SOURCE DOCUMENT:

# Golden interacts with a gray whale off Whidbey Island



## michaeldwilson (Aug 14, 2012)




----------



## laurab18293 (Oct 6, 2021)

This video gave me anxiety! lol but the dog did look happy.


----------



## GoldenDude (Nov 5, 2016)

We named a puppy in our first litter, Whidbey, which, of course, meant nothing when he landed with a puppy raiser in NJ. 🤣🤣🤣


----------



## michaeldwilson (Aug 14, 2012)

GoldenDude said:


> We named a puppy in our first litter, Whidbey, which, of course, meant nothing when he landed with a puppy raiser in NJ. 🤣🤣🤣


Do you spend time around Whidbey Island? I've been there a couple of times. Beautiful beaches, parks, bald eagles flying overhead!

PROBLEMS TO WORK ON:
A. Answer these about the Whidbey Island forum thread:
(i) What did laurab18293 say the video gave them?
(ii) What name did GoldenDude give a puppy in the first litter?
(iii) What does michaeldwilson mention flying overhead on Whidbey Island?
B. Carry on the Whidbey Island forum thread from its last post.
You won't need the rows for any of this.

EXTRACTED RECORDS:
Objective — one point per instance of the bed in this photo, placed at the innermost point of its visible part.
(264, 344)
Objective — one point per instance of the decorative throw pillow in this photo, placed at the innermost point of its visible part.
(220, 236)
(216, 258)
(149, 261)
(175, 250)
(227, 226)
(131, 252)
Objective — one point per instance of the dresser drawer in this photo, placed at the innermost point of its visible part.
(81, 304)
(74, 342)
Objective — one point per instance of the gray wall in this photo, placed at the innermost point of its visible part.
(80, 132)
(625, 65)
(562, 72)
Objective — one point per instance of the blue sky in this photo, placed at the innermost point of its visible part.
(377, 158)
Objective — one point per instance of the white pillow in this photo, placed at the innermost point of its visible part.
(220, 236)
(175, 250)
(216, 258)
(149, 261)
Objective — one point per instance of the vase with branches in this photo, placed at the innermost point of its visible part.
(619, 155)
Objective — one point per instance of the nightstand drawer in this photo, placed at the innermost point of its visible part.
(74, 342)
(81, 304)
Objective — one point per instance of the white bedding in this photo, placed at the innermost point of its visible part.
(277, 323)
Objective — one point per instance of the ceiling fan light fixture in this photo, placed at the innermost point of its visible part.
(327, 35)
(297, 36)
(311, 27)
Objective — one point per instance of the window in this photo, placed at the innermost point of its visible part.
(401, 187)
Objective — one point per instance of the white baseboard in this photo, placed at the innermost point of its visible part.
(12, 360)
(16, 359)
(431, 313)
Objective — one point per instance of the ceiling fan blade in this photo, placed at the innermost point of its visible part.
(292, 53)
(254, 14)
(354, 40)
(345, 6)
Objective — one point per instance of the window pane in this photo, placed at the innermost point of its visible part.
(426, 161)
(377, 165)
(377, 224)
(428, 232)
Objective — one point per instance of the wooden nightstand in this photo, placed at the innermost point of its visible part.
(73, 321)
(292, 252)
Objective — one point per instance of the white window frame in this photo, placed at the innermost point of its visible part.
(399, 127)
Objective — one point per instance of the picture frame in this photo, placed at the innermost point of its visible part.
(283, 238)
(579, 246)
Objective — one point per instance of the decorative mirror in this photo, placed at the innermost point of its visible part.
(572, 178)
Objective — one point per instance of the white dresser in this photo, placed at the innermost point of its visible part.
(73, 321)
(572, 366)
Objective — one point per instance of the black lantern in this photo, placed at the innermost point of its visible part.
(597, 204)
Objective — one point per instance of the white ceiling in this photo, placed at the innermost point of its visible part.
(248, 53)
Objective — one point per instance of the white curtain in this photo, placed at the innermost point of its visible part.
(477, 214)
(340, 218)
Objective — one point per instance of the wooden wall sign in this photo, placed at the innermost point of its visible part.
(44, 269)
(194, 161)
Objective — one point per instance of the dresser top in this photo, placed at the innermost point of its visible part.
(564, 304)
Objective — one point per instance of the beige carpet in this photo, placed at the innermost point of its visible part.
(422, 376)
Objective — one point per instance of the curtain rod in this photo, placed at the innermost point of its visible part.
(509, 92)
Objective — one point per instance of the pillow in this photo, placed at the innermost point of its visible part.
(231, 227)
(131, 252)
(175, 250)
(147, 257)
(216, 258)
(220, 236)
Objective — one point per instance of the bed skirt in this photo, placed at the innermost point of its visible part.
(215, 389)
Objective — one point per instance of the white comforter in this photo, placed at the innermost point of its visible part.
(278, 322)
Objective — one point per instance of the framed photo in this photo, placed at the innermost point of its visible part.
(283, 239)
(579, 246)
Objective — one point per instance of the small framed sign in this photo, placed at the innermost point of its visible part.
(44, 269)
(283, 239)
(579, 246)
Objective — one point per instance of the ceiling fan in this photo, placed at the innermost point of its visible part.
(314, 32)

RESPONSES TO THE TASKS:
A.
(i) Anxiety
(ii) Whidbey
(iii) Bald eagles

B.
----------



## GoldenDude (Nov 5, 2016)

michaeldwilson said:


> Do you spend time around Whidbey Island? I've been there a couple of times. Beautiful beaches, parks, bald eagles flying overhead!


I do. It's a really nice area.


----------



## JDandBigAm (Aug 25, 2008)

I remember Jonah going in to the water with an otter around the beach at Hansville, WA across from Whidbey and I was pretty anxious about that. Thank goodness he came when I called!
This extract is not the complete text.